Convert the entries below into a Markdown table with the columns "Number" and "Text", giving each line its own row and skipping blank lines.

(Location annotation dataset excerpts)
+++
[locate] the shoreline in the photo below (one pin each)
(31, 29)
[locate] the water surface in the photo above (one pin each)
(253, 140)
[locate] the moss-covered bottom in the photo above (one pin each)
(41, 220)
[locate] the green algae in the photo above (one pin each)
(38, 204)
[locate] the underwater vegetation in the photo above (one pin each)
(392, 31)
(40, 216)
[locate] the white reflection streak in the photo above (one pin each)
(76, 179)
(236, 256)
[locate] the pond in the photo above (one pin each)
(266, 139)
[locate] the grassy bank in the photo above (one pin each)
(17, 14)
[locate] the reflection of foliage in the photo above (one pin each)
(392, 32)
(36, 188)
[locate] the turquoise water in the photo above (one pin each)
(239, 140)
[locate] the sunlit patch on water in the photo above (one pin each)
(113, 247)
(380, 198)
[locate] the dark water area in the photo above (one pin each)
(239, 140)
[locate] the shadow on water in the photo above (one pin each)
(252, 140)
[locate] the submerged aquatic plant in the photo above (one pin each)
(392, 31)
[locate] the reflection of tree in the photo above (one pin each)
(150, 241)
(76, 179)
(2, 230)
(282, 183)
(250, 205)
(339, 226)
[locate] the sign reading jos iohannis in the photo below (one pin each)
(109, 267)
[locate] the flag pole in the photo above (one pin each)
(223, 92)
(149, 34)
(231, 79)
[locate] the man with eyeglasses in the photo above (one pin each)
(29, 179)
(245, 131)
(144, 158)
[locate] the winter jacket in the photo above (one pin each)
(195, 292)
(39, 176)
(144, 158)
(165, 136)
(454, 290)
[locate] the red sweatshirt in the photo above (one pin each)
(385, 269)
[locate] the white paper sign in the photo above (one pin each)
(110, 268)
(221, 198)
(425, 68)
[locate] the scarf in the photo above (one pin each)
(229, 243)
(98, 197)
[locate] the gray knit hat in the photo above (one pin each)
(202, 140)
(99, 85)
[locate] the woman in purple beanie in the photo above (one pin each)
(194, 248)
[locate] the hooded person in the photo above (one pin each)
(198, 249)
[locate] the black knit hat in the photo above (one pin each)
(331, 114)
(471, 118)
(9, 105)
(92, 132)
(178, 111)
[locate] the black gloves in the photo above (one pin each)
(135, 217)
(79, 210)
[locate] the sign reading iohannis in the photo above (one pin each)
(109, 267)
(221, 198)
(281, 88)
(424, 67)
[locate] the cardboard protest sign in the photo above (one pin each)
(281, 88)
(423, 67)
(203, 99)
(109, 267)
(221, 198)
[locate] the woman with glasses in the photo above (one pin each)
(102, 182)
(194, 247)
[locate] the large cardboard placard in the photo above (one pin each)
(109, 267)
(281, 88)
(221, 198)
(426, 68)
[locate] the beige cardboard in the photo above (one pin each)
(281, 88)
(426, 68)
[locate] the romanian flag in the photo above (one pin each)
+++
### [Written reply]
| Number | Text |
|---|---|
| 1 | [locate] the shoreline in the photo below (one pin each) |
| 2 | (31, 29) |
| 3 | [locate] the water surface in the photo above (one pin each) |
| 4 | (253, 140) |
| 5 | [locate] the moss-covered bottom in the photo above (one pin each) |
| 6 | (41, 220) |
| 7 | [locate] the green algae in the photo above (one pin each) |
| 8 | (38, 204) |
| 9 | [locate] the underwater vegetation in the photo above (one pin each) |
| 10 | (392, 31) |
| 11 | (40, 216) |
| 12 | [locate] the white reflection streak in the photo above (one pin each) |
| 13 | (76, 179) |
| 14 | (236, 256) |
| 15 | [locate] the pond in the photo above (one pin each) |
| 16 | (266, 139) |
| 17 | [locate] the grassy bank in the photo above (one pin each) |
| 18 | (17, 14) |
| 19 | [locate] the reflection of foliage in the photo above (one pin each) |
| 20 | (392, 32) |
| 21 | (36, 188) |
| 22 | [locate] the turquoise water in the photo above (one pin each) |
| 23 | (239, 140) |
| 24 | [locate] the sunlit patch on water in the photo above (one pin each) |
| 25 | (113, 247) |
| 26 | (380, 198) |
| 27 | [locate] the dark water area in the photo above (one pin each) |
| 28 | (239, 140) |
| 29 | [locate] the shadow on water in the photo above (one pin each) |
| 30 | (252, 140) |
| 31 | [locate] the submerged aquatic plant in the photo above (one pin each) |
| 32 | (392, 31) |
| 33 | [locate] the reflection of tree in the photo above (one pin each) |
| 34 | (150, 241) |
| 35 | (76, 179) |
| 36 | (2, 230) |
| 37 | (282, 183) |
| 38 | (250, 205) |
| 39 | (339, 226) |
| 40 | [locate] the sign reading jos iohannis in the photo below (one pin each) |
| 41 | (109, 267) |
| 42 | [locate] the flag pole in the photo above (one pin each) |
| 43 | (223, 92) |
| 44 | (149, 34) |
| 45 | (231, 79) |
| 46 | [locate] the man with eyeglasses in the photo above (one pin each) |
| 47 | (29, 179) |
| 48 | (245, 131) |
| 49 | (144, 158) |
| 50 | [locate] the winter jacket in the photo above (one pin each) |
| 51 | (195, 292) |
| 52 | (39, 176) |
| 53 | (144, 158) |
| 54 | (165, 136) |
| 55 | (454, 290) |
| 56 | [locate] the red sweatshirt in the photo above (one pin each) |
| 57 | (385, 269) |
| 58 | [locate] the white paper sign in the photo above (one pin each) |
| 59 | (110, 268) |
| 60 | (221, 198) |
| 61 | (425, 68) |
| 62 | [locate] the scarf in the photo above (one pin each) |
| 63 | (229, 243) |
| 64 | (98, 197) |
| 65 | [locate] the gray knit hat in the photo above (one pin each) |
| 66 | (202, 140) |
| 67 | (99, 85) |
| 68 | [locate] the woman in purple beanie in the photo above (one pin each) |
| 69 | (194, 248) |
| 70 | [locate] the hooded person in the photo above (one pin each) |
| 71 | (198, 249) |
| 72 | [locate] the black knit hat in the photo above (one pin each) |
| 73 | (331, 114) |
| 74 | (471, 118) |
| 75 | (9, 105) |
| 76 | (92, 132) |
| 77 | (178, 111) |
| 78 | [locate] the black gloves in the photo above (one pin each) |
| 79 | (135, 217) |
| 80 | (79, 210) |
| 81 | [locate] the sign reading iohannis in the photo above (one pin each) |
| 82 | (109, 267) |
| 83 | (221, 198) |
| 84 | (281, 88) |
| 85 | (424, 67) |
| 86 | [locate] the cardboard protest sign in the photo above (one pin each) |
| 87 | (281, 88) |
| 88 | (423, 67) |
| 89 | (203, 99) |
| 90 | (109, 267) |
| 91 | (221, 198) |
| 92 | [locate] the woman with glasses in the photo above (one pin each) |
| 93 | (102, 182) |
| 94 | (194, 247) |
| 95 | [locate] the large cardboard placard in the photo above (one pin each) |
| 96 | (109, 267) |
| 97 | (281, 88) |
| 98 | (221, 198) |
| 99 | (426, 68) |
| 100 | [locate] the beige cardboard in the photo above (one pin each) |
| 101 | (281, 88) |
| 102 | (426, 68) |
| 103 | [locate] the romanian flag in the photo above (one pin each) |